▶ [Estratto del testo]:
........
Data di trasmissione

Trentaseiesima e ultima puntata, della Stagione 24/25, di Militant Dub Area sul 87.9 di Radio Onda Rossa.

Siamo arrivati alla fine della quinta stagione di MDA sulla frequenza di ROR con una puntata ricca d'informazione, ospite telefonico e le solite good vibes grazie alle selections del nostro Barabbas.

Durante la prima ora abbiamo proposto una carrellata d'informazione, commentando alcune notizie che parlano di attivismo e militanza: dalla lotta No Tav fino a Palestine Action contro Leonardo Spa, passando per la simbolica occupazione dell'ex Circolo degli Artisti a Roma da parte dei lavoratori dell'arte e lo spettacolo. Abbiamo anche aggiornato la situazione rispetto al genocidio che porta avanti lo Stato sionista d'Israele contro il popolo palestinese parlando degli attacchi agli aiuti umanitari e dei progetti immobiliari che il capitalismo sionista vuole portare avanti a Gaza. Poi, il nostro caro Bob ci ha portato delle notizie del mondo dello sport con un ricordo particolare alla figura di Valerio Marchi.
........
▶ [Materiale fornito]:
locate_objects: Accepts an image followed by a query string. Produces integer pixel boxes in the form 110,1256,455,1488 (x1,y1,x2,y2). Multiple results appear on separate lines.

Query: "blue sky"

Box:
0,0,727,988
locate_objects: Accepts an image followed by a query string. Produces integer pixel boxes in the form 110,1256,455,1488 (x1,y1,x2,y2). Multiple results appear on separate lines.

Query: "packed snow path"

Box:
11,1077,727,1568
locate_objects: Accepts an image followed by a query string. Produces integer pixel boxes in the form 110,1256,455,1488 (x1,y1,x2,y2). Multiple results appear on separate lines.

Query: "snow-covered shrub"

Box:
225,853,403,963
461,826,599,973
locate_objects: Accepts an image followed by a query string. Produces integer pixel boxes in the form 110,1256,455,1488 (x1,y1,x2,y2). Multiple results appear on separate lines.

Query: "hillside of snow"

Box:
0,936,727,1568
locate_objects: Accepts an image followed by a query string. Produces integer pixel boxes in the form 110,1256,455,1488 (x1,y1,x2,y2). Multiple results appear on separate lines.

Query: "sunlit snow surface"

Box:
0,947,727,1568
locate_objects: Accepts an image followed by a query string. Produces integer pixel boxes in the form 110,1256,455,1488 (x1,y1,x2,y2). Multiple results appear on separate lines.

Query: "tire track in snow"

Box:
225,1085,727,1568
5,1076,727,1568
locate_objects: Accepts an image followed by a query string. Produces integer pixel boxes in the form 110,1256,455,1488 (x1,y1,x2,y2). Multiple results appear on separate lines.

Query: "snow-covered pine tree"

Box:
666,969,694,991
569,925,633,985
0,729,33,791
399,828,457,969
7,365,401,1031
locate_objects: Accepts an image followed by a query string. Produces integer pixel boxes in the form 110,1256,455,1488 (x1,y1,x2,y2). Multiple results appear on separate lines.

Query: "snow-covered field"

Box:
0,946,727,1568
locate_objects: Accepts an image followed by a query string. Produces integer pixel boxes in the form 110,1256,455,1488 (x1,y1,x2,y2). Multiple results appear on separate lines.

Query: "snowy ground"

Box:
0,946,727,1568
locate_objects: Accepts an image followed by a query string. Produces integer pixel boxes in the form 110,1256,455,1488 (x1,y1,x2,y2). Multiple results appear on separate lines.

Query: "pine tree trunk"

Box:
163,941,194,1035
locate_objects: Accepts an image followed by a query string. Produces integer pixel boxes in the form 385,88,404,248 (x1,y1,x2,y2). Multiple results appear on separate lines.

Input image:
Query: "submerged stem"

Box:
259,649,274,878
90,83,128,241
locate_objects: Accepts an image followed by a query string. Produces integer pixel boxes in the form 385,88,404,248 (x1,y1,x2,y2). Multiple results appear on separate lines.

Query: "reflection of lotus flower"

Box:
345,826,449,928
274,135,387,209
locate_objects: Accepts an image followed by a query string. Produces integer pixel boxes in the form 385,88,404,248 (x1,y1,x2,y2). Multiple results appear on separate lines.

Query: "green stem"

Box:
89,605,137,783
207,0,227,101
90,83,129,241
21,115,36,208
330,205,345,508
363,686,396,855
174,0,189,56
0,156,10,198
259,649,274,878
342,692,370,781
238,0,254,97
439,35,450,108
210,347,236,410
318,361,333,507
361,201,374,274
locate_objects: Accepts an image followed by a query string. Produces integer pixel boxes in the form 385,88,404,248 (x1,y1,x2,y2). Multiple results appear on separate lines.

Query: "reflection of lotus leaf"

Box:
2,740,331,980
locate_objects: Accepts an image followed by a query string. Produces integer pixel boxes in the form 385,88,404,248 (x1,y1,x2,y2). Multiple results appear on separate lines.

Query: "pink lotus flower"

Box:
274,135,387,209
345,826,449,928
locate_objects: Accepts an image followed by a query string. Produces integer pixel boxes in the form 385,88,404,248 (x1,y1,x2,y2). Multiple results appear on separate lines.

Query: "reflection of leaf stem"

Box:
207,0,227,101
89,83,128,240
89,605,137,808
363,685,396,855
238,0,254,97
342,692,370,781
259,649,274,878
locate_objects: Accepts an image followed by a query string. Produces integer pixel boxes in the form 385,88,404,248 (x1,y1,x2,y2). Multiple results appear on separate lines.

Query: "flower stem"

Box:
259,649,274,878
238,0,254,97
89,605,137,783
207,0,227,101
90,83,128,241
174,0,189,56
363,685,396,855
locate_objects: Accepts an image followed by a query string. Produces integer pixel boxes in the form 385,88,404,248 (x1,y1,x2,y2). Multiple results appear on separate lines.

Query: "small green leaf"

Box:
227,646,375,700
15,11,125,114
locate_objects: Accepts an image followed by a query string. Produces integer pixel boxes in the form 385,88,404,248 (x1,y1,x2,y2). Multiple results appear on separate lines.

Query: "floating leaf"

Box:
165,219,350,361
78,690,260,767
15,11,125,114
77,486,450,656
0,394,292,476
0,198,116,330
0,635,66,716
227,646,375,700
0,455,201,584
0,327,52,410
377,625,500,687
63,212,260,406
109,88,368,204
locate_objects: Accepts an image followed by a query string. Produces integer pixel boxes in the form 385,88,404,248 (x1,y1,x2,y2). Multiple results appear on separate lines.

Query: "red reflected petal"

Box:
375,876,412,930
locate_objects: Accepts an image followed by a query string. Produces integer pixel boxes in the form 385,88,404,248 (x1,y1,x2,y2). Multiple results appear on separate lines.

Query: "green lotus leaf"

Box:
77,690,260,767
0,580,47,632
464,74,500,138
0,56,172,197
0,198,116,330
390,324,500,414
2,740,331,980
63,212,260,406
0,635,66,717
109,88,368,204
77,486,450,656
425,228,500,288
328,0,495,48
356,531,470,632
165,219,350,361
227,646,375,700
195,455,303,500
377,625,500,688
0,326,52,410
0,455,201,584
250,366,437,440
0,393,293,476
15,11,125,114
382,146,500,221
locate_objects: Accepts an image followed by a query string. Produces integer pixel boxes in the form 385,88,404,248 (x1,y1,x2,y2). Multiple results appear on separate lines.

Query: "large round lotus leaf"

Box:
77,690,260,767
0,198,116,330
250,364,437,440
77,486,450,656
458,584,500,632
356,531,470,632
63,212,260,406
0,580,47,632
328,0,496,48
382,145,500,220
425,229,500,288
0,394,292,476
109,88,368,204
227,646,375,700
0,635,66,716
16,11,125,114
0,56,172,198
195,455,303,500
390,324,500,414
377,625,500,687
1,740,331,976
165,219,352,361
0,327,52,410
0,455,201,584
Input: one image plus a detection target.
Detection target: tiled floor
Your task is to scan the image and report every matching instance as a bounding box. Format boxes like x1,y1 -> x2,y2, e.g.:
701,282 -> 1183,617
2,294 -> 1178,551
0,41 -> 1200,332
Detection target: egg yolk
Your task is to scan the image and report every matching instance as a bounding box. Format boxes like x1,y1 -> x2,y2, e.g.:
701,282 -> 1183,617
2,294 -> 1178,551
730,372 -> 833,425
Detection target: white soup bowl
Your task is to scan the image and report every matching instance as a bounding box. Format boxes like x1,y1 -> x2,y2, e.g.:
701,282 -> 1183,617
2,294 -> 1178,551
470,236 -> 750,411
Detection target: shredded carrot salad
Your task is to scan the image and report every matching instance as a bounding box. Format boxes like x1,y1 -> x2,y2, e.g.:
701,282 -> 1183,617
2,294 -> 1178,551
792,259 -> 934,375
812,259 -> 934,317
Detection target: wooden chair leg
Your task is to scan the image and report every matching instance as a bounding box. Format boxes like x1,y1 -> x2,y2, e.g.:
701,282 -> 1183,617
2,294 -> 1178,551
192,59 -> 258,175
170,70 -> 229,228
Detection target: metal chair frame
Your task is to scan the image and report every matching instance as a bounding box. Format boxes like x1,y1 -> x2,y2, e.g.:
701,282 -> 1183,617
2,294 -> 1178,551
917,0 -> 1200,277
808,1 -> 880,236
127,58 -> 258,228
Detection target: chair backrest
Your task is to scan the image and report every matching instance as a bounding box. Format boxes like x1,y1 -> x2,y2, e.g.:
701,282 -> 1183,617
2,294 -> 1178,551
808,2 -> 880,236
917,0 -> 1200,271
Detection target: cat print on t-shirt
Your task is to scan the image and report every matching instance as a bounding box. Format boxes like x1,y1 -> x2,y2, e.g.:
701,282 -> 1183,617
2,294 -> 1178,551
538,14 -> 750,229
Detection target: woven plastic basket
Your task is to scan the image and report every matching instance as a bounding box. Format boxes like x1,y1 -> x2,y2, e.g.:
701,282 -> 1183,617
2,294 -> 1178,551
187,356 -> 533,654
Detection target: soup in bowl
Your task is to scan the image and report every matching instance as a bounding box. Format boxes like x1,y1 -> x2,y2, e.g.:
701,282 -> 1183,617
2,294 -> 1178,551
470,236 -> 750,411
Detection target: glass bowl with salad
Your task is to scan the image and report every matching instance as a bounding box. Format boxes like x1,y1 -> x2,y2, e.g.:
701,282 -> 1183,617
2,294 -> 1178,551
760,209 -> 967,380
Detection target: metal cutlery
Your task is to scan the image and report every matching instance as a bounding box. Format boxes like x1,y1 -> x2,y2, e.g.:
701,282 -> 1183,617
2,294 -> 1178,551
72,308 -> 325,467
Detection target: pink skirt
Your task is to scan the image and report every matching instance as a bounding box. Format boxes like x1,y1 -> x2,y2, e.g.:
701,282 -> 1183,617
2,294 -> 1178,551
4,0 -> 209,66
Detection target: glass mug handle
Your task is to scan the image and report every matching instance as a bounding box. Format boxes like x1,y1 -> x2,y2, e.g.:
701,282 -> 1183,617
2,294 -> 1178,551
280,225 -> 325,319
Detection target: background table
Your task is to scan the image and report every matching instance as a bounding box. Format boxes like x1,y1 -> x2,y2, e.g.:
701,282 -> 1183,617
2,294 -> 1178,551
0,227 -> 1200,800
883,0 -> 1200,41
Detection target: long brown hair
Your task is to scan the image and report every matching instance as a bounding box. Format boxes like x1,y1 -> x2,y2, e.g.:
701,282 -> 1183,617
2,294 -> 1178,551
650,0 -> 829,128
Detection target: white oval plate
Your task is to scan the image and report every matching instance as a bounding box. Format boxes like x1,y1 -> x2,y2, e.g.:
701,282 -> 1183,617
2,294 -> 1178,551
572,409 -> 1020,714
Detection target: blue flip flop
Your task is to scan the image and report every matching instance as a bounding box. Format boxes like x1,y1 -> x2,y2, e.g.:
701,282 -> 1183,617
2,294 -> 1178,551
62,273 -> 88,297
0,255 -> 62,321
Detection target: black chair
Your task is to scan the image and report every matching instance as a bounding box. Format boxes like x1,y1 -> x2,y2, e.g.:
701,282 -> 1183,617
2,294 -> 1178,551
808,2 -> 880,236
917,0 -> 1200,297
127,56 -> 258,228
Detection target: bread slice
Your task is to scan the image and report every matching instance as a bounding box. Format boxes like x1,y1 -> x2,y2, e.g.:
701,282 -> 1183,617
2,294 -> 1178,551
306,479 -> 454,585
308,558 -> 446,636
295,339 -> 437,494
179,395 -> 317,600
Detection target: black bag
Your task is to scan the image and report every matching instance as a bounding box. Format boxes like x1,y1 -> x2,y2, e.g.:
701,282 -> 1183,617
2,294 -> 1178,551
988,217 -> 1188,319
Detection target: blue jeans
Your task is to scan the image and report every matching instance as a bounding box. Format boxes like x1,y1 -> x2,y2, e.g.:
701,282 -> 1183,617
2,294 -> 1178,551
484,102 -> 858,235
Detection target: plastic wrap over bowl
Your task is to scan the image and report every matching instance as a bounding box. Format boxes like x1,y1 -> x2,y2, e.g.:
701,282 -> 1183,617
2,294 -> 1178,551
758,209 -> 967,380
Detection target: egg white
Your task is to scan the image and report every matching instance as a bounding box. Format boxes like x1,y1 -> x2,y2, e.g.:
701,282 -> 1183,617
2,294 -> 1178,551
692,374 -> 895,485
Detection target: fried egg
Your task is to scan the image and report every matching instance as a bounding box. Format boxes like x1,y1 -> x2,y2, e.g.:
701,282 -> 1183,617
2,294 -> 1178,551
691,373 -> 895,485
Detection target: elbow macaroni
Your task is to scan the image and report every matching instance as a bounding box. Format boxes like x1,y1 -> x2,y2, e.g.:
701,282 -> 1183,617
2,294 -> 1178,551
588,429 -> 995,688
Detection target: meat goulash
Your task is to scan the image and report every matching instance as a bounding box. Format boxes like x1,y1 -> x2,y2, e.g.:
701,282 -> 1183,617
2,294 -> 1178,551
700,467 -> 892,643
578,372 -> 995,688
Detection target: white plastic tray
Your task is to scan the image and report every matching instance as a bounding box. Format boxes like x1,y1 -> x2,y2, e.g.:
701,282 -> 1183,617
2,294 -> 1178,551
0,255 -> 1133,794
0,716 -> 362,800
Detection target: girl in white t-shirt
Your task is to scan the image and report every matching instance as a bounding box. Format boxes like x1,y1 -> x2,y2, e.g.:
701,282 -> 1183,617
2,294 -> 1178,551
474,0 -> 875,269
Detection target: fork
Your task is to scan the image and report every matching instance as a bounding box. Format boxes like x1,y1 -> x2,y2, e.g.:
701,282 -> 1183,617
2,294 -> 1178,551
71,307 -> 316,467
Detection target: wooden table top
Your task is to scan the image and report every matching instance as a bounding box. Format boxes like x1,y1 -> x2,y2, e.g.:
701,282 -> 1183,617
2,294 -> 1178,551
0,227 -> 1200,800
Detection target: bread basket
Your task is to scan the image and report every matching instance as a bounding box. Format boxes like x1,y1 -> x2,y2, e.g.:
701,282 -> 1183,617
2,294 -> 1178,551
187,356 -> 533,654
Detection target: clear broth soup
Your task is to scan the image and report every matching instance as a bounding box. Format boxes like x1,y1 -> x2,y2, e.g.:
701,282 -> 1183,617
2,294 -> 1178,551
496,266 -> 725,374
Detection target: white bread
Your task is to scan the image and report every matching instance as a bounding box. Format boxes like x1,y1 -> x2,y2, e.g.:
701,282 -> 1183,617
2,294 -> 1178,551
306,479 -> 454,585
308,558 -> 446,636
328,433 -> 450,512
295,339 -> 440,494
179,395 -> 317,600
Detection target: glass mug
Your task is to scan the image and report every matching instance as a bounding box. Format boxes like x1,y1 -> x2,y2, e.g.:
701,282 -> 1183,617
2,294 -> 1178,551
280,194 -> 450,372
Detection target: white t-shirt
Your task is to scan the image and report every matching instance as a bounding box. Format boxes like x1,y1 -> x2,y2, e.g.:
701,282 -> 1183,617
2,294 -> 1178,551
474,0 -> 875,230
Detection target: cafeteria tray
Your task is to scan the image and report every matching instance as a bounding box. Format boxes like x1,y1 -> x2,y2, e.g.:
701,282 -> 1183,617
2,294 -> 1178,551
........
▶ [Compiti da svolgere]:
• 1. Raccogli, per favore, tutte le righe dei record che contengono la parola "blue", distinguendo tra maiuscole e minuscole.
• 2. Prosegui il testo sulla puntata radiofonica di Militant Dub Area a partire dalla sua ultima frase.
Il testo e i record non hanno alcun legame tra loro.

▶ [Compiti risolti]:
• 1.
Query: "blue sky"
Detection target: blue flip flop
Detection target: blue jeans

• 2.
Nella sconda metà abbiamo avuto come ospite telefonico a Ras Santo, con il quale abbiamo parlato della sua ultima release: We no ask fi war, in collaborazione con The Trees.

Buon ascolto:

 

La Playlist:

Alton Ellis & The Heptones - Pure sorrow
Lester Sterling - Afrikaan beat
Junior Murvin - Roots Train
.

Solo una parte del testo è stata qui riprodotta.